Extracted records:
START
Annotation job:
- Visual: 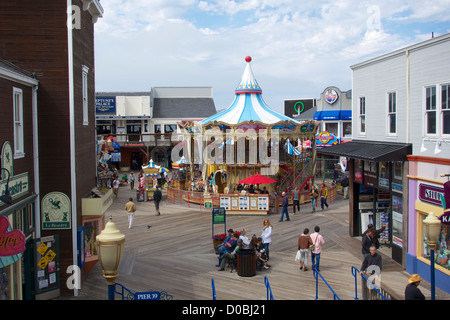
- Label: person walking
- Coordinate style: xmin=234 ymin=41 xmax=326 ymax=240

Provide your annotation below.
END
▶ What to do:
Please copy the records above line for line, leaving out the pictures.

▶ Correct response:
Annotation job:
- Visual: 
- Label: person walking
- Coordinate style: xmin=234 ymin=41 xmax=326 ymax=240

Provide your annotation below.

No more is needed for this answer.